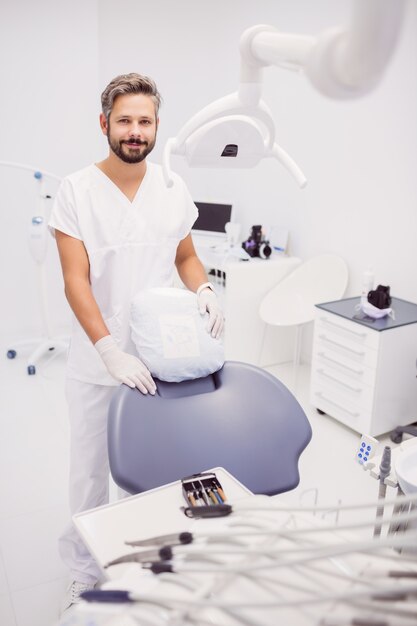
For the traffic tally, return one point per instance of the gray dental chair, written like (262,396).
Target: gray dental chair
(240,418)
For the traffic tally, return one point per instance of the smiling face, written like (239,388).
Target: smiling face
(131,127)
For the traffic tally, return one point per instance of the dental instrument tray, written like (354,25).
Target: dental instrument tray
(203,490)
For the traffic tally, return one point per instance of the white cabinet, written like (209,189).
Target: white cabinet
(364,373)
(241,286)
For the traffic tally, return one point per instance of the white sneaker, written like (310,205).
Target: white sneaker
(73,592)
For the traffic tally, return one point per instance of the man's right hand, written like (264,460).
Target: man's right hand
(124,367)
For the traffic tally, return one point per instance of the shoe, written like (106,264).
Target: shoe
(73,592)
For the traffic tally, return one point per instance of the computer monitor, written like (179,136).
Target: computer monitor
(212,218)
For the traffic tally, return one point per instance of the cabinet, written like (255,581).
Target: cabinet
(241,286)
(364,371)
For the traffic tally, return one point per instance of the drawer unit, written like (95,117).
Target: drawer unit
(364,372)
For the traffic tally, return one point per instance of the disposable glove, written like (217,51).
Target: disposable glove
(207,302)
(124,367)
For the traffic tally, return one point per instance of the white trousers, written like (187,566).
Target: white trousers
(89,469)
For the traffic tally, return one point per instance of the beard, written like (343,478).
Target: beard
(122,150)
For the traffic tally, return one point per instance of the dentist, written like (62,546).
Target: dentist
(119,230)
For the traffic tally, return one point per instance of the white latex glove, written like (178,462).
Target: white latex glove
(124,367)
(207,302)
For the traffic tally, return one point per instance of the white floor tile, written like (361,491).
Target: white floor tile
(33,482)
(29,547)
(7,616)
(39,605)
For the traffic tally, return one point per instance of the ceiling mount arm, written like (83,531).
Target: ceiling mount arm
(340,62)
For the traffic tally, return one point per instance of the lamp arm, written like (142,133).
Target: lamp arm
(340,63)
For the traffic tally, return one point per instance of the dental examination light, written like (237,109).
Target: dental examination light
(38,242)
(238,130)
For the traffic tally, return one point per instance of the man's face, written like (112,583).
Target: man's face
(131,127)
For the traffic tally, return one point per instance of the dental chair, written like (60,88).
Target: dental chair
(240,418)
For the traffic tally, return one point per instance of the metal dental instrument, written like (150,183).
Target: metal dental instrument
(384,471)
(161,540)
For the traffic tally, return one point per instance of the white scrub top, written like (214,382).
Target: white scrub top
(131,246)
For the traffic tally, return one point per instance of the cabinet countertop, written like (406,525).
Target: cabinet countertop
(404,312)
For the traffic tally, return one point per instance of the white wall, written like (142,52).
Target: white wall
(359,156)
(49,109)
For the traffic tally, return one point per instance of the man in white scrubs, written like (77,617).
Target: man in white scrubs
(119,230)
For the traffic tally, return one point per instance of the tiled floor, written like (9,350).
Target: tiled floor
(33,478)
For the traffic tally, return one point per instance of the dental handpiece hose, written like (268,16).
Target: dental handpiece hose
(384,471)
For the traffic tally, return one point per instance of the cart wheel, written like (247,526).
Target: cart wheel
(396,437)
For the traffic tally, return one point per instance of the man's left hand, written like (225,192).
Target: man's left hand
(207,301)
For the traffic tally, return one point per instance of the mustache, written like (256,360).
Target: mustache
(135,142)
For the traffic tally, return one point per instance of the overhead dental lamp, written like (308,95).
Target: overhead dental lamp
(238,130)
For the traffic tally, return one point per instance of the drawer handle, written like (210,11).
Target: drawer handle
(323,373)
(323,355)
(349,330)
(341,345)
(342,408)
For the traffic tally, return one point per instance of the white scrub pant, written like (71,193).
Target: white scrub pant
(89,469)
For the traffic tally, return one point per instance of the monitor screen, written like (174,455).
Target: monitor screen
(212,217)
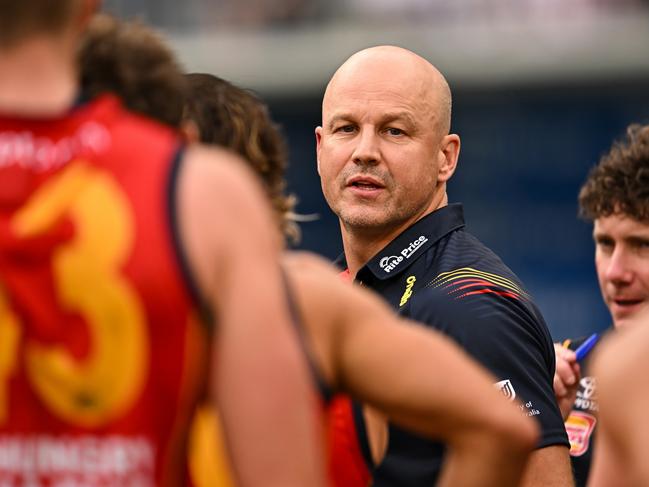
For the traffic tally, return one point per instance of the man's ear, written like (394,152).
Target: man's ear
(318,142)
(449,153)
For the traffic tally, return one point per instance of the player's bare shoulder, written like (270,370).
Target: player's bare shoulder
(308,262)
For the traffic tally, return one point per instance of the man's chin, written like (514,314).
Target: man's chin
(632,317)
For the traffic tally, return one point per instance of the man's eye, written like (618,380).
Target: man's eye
(604,244)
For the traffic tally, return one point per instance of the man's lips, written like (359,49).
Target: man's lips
(364,183)
(626,304)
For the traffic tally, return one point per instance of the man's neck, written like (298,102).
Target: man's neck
(360,245)
(38,77)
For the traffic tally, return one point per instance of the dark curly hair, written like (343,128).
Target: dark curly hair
(619,184)
(133,61)
(235,118)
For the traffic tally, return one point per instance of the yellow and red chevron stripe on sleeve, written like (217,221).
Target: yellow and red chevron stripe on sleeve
(466,281)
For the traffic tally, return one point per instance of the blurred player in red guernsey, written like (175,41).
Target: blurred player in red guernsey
(115,242)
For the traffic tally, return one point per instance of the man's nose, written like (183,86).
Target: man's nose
(620,269)
(367,150)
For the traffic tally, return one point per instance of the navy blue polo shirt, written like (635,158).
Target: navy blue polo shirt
(440,275)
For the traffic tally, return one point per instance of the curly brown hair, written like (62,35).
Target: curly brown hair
(237,119)
(132,60)
(619,184)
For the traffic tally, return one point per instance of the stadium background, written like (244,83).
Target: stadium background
(541,88)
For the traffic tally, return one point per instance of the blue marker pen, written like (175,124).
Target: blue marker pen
(586,347)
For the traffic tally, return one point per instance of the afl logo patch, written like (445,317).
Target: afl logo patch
(507,389)
(579,427)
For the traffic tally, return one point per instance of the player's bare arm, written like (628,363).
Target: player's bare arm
(401,369)
(273,432)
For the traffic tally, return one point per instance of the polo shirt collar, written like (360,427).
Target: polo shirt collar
(413,242)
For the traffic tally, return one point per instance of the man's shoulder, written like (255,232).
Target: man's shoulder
(462,277)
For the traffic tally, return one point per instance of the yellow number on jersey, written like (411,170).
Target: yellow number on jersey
(88,281)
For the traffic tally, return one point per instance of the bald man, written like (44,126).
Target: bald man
(385,155)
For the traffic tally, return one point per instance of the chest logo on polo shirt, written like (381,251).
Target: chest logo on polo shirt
(507,389)
(408,292)
(466,281)
(390,262)
(580,427)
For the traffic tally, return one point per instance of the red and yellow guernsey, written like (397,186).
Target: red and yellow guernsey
(101,361)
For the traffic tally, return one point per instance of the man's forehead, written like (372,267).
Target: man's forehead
(620,223)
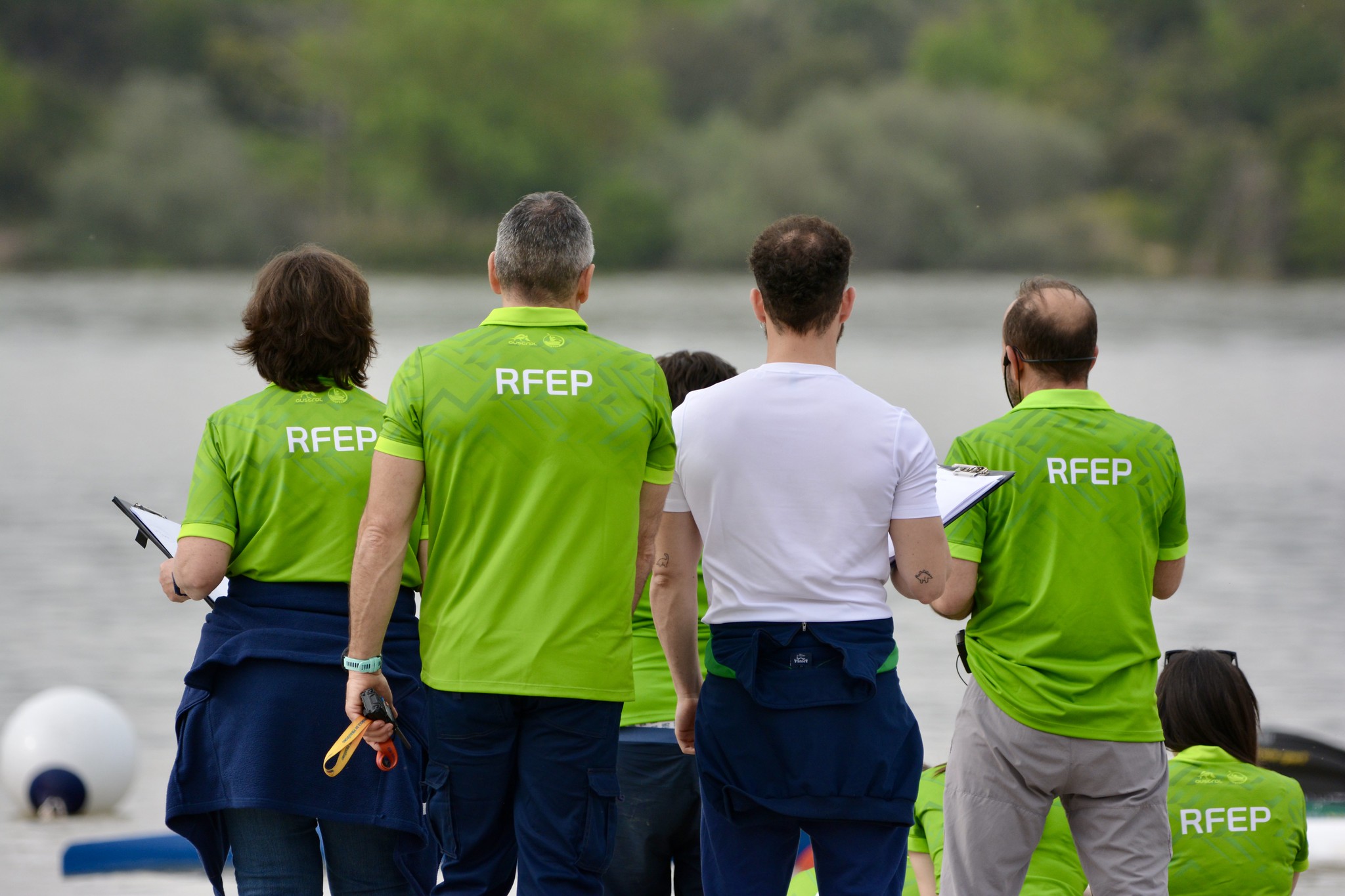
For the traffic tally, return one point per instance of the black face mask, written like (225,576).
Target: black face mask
(1015,395)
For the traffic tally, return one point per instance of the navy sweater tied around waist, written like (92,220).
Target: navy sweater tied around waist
(807,721)
(263,704)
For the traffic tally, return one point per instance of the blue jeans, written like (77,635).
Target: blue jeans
(278,855)
(757,859)
(522,782)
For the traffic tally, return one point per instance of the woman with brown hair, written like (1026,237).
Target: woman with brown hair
(275,503)
(1237,828)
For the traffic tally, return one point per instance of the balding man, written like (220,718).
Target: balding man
(1056,571)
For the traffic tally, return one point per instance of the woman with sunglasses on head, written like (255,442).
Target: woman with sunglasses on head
(1237,828)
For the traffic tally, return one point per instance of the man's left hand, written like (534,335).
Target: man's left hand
(358,684)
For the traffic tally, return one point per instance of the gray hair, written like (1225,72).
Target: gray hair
(542,246)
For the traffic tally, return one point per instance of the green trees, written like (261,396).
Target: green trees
(1143,136)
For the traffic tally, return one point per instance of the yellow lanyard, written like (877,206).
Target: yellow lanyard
(345,747)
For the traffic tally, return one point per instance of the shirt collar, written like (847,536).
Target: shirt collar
(1063,398)
(794,367)
(535,316)
(1204,754)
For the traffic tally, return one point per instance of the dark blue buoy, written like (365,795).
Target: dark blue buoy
(57,785)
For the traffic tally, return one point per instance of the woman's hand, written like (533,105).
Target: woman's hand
(358,684)
(165,571)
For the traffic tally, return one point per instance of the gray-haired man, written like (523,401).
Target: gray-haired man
(545,454)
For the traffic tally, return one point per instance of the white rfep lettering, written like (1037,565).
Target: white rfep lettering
(1099,471)
(341,437)
(557,382)
(296,436)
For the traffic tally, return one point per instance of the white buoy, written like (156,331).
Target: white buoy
(68,750)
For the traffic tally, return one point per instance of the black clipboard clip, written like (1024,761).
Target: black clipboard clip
(144,535)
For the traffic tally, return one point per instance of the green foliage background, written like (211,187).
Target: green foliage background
(1132,136)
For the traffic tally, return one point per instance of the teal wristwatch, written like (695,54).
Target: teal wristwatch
(369,667)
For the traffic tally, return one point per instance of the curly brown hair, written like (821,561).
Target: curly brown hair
(309,319)
(802,265)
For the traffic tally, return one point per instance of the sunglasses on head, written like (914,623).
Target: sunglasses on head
(1227,654)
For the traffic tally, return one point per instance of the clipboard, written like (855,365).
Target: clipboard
(961,486)
(155,527)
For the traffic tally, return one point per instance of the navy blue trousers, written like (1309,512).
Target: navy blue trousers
(658,820)
(522,782)
(757,859)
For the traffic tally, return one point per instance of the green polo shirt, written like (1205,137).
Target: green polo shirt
(655,698)
(1061,633)
(282,477)
(1237,828)
(536,437)
(1053,871)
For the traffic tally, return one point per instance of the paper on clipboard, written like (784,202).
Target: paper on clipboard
(959,486)
(163,532)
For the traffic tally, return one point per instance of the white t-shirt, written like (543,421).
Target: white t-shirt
(793,475)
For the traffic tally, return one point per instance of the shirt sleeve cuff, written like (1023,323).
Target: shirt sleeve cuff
(209,531)
(965,551)
(400,449)
(1173,554)
(655,476)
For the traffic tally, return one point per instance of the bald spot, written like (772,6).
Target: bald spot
(1060,309)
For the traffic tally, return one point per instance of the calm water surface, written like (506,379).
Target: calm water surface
(109,381)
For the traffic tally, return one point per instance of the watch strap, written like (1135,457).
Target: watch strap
(369,667)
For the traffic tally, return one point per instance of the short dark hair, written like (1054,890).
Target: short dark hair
(542,246)
(692,371)
(310,317)
(802,265)
(1204,700)
(1040,336)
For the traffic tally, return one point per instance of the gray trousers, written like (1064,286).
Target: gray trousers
(1002,777)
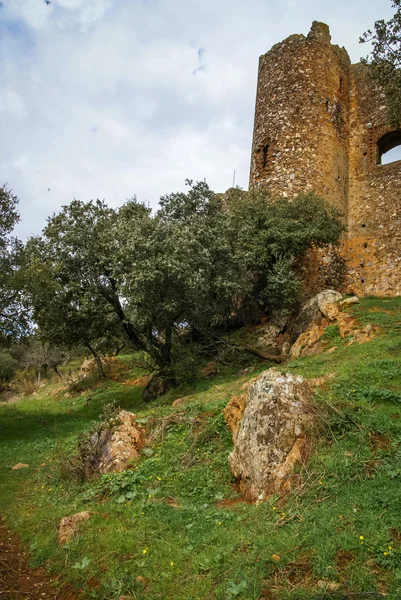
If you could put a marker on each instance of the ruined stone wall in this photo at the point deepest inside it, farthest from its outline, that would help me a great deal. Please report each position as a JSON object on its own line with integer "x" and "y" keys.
{"x": 300, "y": 140}
{"x": 319, "y": 122}
{"x": 374, "y": 216}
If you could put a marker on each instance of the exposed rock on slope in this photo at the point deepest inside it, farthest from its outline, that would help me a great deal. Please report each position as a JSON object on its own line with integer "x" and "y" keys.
{"x": 69, "y": 526}
{"x": 115, "y": 446}
{"x": 270, "y": 427}
{"x": 323, "y": 310}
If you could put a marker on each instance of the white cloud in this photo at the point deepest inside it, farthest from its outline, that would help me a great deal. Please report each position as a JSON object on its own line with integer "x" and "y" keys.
{"x": 111, "y": 98}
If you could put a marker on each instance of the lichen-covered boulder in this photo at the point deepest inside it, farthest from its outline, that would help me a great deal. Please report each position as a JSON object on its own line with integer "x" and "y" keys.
{"x": 314, "y": 312}
{"x": 273, "y": 433}
{"x": 114, "y": 448}
{"x": 233, "y": 413}
{"x": 69, "y": 526}
{"x": 327, "y": 302}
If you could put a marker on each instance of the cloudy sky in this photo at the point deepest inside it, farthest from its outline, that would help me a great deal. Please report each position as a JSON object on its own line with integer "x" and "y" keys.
{"x": 115, "y": 98}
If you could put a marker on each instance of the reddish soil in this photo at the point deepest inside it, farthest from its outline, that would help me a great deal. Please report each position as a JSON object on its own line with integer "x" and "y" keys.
{"x": 18, "y": 581}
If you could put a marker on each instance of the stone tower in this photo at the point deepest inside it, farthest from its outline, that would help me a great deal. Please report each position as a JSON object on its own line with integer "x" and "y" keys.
{"x": 321, "y": 125}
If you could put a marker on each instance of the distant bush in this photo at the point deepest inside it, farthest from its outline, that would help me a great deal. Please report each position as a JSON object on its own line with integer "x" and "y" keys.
{"x": 24, "y": 383}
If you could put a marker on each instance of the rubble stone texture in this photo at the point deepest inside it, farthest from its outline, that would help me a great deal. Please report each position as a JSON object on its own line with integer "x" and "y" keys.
{"x": 322, "y": 125}
{"x": 117, "y": 447}
{"x": 270, "y": 436}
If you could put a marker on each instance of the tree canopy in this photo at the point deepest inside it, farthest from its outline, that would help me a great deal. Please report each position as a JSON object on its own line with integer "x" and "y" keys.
{"x": 159, "y": 279}
{"x": 385, "y": 59}
{"x": 13, "y": 314}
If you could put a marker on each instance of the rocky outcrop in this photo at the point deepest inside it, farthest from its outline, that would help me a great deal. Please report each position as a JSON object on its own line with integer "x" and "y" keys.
{"x": 271, "y": 434}
{"x": 233, "y": 413}
{"x": 327, "y": 308}
{"x": 69, "y": 526}
{"x": 114, "y": 446}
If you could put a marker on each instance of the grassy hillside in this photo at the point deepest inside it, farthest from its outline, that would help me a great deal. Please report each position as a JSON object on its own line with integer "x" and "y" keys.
{"x": 176, "y": 522}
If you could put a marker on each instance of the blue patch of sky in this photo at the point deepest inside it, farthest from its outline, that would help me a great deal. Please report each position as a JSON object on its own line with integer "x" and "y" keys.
{"x": 18, "y": 33}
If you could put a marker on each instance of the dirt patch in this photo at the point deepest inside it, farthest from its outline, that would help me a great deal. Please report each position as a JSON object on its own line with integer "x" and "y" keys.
{"x": 18, "y": 580}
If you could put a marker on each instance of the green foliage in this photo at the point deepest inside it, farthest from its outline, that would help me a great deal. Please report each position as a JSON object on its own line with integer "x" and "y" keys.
{"x": 13, "y": 314}
{"x": 8, "y": 366}
{"x": 167, "y": 279}
{"x": 385, "y": 59}
{"x": 176, "y": 521}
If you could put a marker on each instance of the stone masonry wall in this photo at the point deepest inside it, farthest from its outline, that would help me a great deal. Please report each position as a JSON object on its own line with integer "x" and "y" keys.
{"x": 318, "y": 121}
{"x": 374, "y": 216}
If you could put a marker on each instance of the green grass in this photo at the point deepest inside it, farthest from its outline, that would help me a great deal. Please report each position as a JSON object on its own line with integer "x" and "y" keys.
{"x": 164, "y": 521}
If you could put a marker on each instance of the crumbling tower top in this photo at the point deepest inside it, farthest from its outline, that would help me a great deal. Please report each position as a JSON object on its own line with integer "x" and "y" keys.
{"x": 320, "y": 32}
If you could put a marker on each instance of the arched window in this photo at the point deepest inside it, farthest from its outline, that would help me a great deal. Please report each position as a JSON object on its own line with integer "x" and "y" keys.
{"x": 389, "y": 147}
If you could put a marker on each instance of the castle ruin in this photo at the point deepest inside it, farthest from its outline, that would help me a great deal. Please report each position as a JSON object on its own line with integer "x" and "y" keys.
{"x": 321, "y": 125}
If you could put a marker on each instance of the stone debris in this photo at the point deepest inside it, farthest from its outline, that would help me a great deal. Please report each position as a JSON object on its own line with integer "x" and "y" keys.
{"x": 271, "y": 435}
{"x": 349, "y": 301}
{"x": 118, "y": 446}
{"x": 321, "y": 126}
{"x": 330, "y": 312}
{"x": 233, "y": 413}
{"x": 69, "y": 526}
{"x": 182, "y": 401}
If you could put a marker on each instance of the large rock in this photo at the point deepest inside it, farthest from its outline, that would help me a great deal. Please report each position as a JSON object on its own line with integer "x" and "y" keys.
{"x": 114, "y": 448}
{"x": 233, "y": 413}
{"x": 272, "y": 435}
{"x": 69, "y": 526}
{"x": 327, "y": 302}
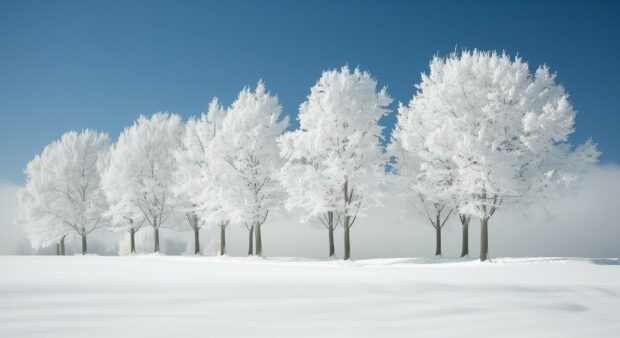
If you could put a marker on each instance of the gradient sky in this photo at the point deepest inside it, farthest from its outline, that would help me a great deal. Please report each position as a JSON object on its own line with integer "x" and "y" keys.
{"x": 99, "y": 64}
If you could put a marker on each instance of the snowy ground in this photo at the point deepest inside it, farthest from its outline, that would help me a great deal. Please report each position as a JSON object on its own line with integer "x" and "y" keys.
{"x": 159, "y": 296}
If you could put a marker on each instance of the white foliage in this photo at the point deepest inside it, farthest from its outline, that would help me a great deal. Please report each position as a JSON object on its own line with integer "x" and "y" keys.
{"x": 63, "y": 193}
{"x": 245, "y": 157}
{"x": 481, "y": 129}
{"x": 197, "y": 186}
{"x": 337, "y": 143}
{"x": 139, "y": 176}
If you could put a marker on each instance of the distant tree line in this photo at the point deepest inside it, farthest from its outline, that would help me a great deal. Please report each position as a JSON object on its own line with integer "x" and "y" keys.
{"x": 481, "y": 133}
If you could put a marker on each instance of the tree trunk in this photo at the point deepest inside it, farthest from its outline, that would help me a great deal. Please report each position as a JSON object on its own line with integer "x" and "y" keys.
{"x": 156, "y": 238}
{"x": 196, "y": 240}
{"x": 465, "y": 244}
{"x": 259, "y": 241}
{"x": 347, "y": 241}
{"x": 250, "y": 245}
{"x": 438, "y": 240}
{"x": 222, "y": 240}
{"x": 484, "y": 239}
{"x": 332, "y": 250}
{"x": 132, "y": 240}
{"x": 83, "y": 244}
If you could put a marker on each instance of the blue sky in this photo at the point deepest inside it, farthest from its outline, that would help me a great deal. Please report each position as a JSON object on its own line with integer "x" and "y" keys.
{"x": 99, "y": 64}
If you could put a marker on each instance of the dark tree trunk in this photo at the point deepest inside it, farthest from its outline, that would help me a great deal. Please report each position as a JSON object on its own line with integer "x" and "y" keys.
{"x": 484, "y": 239}
{"x": 251, "y": 242}
{"x": 332, "y": 250}
{"x": 222, "y": 240}
{"x": 437, "y": 240}
{"x": 156, "y": 238}
{"x": 259, "y": 241}
{"x": 132, "y": 238}
{"x": 84, "y": 244}
{"x": 196, "y": 240}
{"x": 347, "y": 241}
{"x": 465, "y": 243}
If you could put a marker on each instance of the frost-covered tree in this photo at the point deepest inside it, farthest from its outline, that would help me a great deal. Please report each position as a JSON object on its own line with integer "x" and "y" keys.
{"x": 308, "y": 187}
{"x": 246, "y": 161}
{"x": 139, "y": 177}
{"x": 336, "y": 153}
{"x": 504, "y": 129}
{"x": 119, "y": 214}
{"x": 196, "y": 189}
{"x": 63, "y": 192}
{"x": 428, "y": 175}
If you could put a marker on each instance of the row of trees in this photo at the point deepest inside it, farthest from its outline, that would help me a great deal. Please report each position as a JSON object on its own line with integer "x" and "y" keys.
{"x": 480, "y": 133}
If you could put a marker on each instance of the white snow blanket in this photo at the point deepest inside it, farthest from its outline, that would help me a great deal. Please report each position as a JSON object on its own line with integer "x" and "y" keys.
{"x": 159, "y": 296}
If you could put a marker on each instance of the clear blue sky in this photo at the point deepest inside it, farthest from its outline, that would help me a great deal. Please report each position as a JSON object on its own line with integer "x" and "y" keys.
{"x": 99, "y": 64}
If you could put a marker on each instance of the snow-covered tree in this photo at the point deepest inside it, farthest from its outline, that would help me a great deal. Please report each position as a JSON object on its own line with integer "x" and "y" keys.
{"x": 196, "y": 189}
{"x": 139, "y": 177}
{"x": 63, "y": 192}
{"x": 501, "y": 130}
{"x": 246, "y": 161}
{"x": 336, "y": 161}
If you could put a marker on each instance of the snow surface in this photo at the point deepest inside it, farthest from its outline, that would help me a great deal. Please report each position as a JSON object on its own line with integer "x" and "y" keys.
{"x": 166, "y": 296}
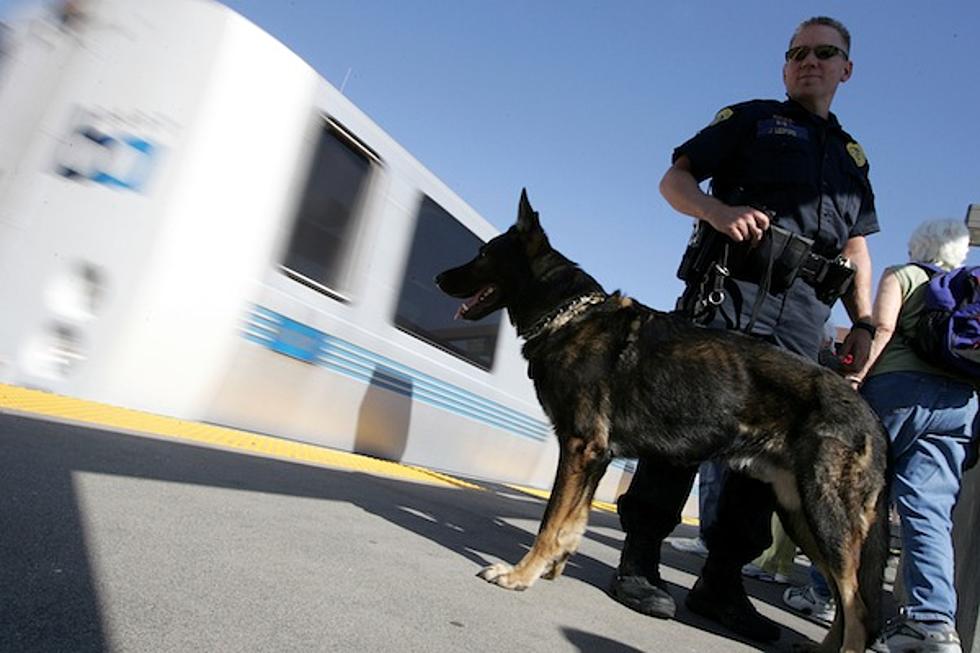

▶ _Description of the task_:
Please return the lines above that run from the line containing "written like (95,117)." to the line containing "written like (60,88).", inclusive, exactly and with no other lines.

▶ _Answer area_:
For the traffic tally, return one point per instance of the drawer unit, written like (95,117).
Target: drawer unit
(364,372)
For the traffic tally, return one point per instance of the disposable glove, written like (217,51).
Target: disposable glove
(207,302)
(124,367)
For the traffic tally, return one point per instance of the white trousers, written like (187,566).
Target: white trousers
(89,469)
For the traffic tally, return one point per instance of the beard, written like (343,478).
Target: beard
(122,150)
For the traffic tally, return one point per instance of the dentist, written like (62,546).
Target: dentist
(119,230)
For the traffic tally, return one point per instance of the white latex glove, written like (178,462).
Target: white latex glove
(124,367)
(207,302)
For the traffic tally, return one point per instance of the white floor tile, written like (361,491).
Target: white floor tile
(33,482)
(29,547)
(7,616)
(39,605)
For the traffic tally, return one point per instance of the ceiling mount arm, written like (83,531).
Target: ceiling mount arm
(340,62)
For the traffic tally, return one point per instance of the lamp arm, written like (142,133).
Target: lamp arm
(340,63)
For the traffic tally, return one point per instance of the dental examination light, written like (237,109).
Target: dental examination light
(38,242)
(238,130)
For the traffic tally, return one point per instance of the man's face, written like (112,583).
Target: man's face
(131,127)
For the traffic tally, return one point per instance of the dental chair, written like (60,88).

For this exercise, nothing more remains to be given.